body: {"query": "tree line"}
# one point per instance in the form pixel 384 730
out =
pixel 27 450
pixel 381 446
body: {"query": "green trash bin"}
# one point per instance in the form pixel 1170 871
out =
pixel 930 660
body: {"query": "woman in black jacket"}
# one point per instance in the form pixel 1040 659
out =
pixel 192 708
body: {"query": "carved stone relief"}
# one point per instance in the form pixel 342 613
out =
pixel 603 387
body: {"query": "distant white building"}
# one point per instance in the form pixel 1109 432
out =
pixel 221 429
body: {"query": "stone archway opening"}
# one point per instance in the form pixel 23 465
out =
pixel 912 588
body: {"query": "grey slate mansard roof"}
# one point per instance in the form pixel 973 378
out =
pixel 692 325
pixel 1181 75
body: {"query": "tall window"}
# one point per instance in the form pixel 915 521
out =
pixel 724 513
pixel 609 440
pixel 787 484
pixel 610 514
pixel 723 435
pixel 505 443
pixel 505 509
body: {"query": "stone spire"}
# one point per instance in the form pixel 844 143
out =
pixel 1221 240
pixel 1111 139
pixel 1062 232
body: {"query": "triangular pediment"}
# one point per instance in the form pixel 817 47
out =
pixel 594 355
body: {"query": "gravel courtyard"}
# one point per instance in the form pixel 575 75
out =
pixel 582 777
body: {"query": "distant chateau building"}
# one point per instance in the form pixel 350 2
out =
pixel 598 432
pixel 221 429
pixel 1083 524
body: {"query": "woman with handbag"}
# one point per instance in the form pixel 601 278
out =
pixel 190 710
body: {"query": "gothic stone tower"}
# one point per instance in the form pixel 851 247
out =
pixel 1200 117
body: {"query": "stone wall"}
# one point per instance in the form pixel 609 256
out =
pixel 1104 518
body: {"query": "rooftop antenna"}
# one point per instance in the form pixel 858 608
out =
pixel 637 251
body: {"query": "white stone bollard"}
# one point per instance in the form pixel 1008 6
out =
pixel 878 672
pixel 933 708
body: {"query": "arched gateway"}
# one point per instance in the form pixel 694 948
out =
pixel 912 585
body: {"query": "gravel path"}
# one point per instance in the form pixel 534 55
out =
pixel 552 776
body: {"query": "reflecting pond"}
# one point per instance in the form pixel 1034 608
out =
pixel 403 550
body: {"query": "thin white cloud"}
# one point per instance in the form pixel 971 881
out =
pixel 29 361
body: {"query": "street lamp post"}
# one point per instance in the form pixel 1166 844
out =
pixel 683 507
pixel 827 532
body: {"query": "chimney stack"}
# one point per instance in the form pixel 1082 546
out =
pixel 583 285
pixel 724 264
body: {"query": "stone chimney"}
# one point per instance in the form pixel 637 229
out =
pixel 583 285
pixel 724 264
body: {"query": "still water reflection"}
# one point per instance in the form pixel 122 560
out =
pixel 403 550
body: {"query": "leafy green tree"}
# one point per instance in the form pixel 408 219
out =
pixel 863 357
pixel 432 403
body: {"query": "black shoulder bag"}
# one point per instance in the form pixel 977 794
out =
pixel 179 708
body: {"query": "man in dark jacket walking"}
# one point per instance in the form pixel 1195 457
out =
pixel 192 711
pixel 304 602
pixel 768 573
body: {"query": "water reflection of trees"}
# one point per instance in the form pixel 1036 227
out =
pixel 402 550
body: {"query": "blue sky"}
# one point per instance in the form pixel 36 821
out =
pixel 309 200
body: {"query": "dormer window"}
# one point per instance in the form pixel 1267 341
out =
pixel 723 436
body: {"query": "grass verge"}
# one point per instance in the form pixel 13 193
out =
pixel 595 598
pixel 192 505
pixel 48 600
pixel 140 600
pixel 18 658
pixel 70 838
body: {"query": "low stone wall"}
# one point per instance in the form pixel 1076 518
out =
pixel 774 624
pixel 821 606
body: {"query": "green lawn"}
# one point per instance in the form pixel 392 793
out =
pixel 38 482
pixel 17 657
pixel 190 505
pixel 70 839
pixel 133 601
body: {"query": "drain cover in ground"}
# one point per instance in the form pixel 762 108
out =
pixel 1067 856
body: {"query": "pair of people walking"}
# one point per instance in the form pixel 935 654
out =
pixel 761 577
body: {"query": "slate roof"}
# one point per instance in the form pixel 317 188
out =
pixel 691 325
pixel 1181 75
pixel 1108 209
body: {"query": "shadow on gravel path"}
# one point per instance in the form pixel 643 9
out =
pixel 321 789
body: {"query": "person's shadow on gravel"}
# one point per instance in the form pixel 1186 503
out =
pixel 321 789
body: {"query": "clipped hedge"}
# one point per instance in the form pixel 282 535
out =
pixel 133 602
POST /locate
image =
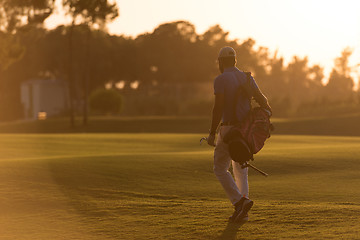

# # # #

Reproduce all of the records above word for word, leaving out the pictures.

*Response for this exercise*.
body: {"query": "tree line"}
# one point per instance in the form pixel 384 730
out =
pixel 27 450
pixel 381 446
body: {"query": "green trash bin"}
# one point per instance in the form pixel 1170 871
out =
pixel 930 660
body: {"query": "woman in black jacket"}
# one point per instance in the form pixel 1040 659
out =
pixel 192 708
body: {"query": "carved stone relief"}
# one point per instance in the form pixel 342 613
out =
pixel 603 387
body: {"query": "distant white building"}
# one point per instance in the form pixel 1109 432
out =
pixel 221 429
body: {"query": "stone archway opening"}
# one point per instance in the form pixel 23 465
out =
pixel 912 588
body: {"query": "grey slate mansard roof"}
# one point per instance in the form pixel 973 378
out =
pixel 692 325
pixel 1181 75
body: {"query": "tall window"}
# one point per instance in the form pixel 915 521
out =
pixel 724 513
pixel 609 440
pixel 787 484
pixel 610 514
pixel 723 435
pixel 505 443
pixel 505 509
body: {"query": "stone spire"}
# one point per instance in the form pixel 844 143
out =
pixel 1221 240
pixel 1111 139
pixel 1062 232
body: {"query": "triangular pediment"}
# one point per instance in the form pixel 817 47
out =
pixel 594 355
body: {"query": "gravel courtyard"}
# one point per instance in the form pixel 575 75
out =
pixel 582 777
body: {"query": "distant chateau building"}
# one point per instance in the form pixel 350 2
out =
pixel 598 432
pixel 221 429
pixel 1083 524
body: {"query": "woman with handbag"}
# one point per instance in the form pixel 601 278
out =
pixel 190 710
body: {"query": "gothic stone tower"}
# one point per instance in the form pixel 851 247
out =
pixel 1200 117
body: {"query": "stone wall"}
# one point per instance in the form pixel 609 256
out =
pixel 1104 518
body: {"query": "rooftop antenna"}
# one point per instance in the form pixel 858 608
out =
pixel 637 251
body: {"query": "white stone bollard"}
# one point per instance in the form pixel 1008 6
out =
pixel 878 672
pixel 933 708
body: {"query": "arched gateway"}
# one point per instance in the form pixel 694 948
out =
pixel 912 585
body: {"query": "gravel path"}
# one point per instance in the form pixel 534 55
out =
pixel 552 776
body: {"query": "reflecting pond"}
# one point per instance in the form pixel 1034 608
out =
pixel 403 550
body: {"query": "thin white cloud"}
# one point per instance in the form pixel 971 881
out =
pixel 29 361
body: {"query": "street lamp post"}
# one point per instance in the form pixel 1166 844
out =
pixel 683 507
pixel 827 532
body: {"query": "chimney stack"}
# one point per instance in the form pixel 1082 546
out =
pixel 583 285
pixel 724 264
body: {"query": "stone chimney"}
# one point per instance in the form pixel 637 229
out =
pixel 583 285
pixel 724 264
body: {"query": "still water reflection"}
# one point per instance in the form pixel 122 560
out =
pixel 403 550
body: {"query": "leafy green tree"}
# one point per instance in the form pixel 408 219
out =
pixel 863 357
pixel 432 403
body: {"query": "black shoulder bag"}
# one point per instance in the form pixel 977 794
out =
pixel 179 708
body: {"query": "man in dark jacket walking"}
# one point per instance in the form pixel 1195 457
out =
pixel 192 711
pixel 304 602
pixel 768 573
body: {"query": "water reflection of trees"}
# one point per instance in the form pixel 1036 227
out =
pixel 402 550
body: {"query": "blue sky"}
# one point per instance in the form pixel 36 821
out =
pixel 309 200
body: {"query": "dormer window"}
# one point per instance in the form pixel 1267 341
out =
pixel 723 436
body: {"query": "grass verge"}
# one point per instance in the form pixel 13 193
out =
pixel 595 598
pixel 192 505
pixel 48 600
pixel 140 600
pixel 18 658
pixel 70 838
body: {"query": "low stone wall"}
# one point per instance in the form pixel 1076 518
out =
pixel 774 624
pixel 821 606
body: {"query": "green lawn"}
# one point per instance in the form pixel 392 793
out =
pixel 38 482
pixel 17 657
pixel 190 505
pixel 70 839
pixel 133 601
body: {"query": "drain cover in ground"}
# one point per instance in the form pixel 762 108
out =
pixel 1067 856
body: {"query": "pair of people walking"}
# one point per instance in the form pixel 935 654
out =
pixel 761 577
body: {"query": "slate roof"}
# one point per instance in the form pixel 317 188
out =
pixel 691 325
pixel 1181 75
pixel 1108 209
body: {"query": "shadow on gravel path"}
# one point per instance in the form pixel 643 9
out =
pixel 321 789
body: {"query": "person's shadow on gravel"}
# one point per instance in the form pixel 1186 503
out =
pixel 321 789
body: {"query": "clipped hedge"}
# one point per instance in the form pixel 282 535
out =
pixel 133 602
POST /locate
image =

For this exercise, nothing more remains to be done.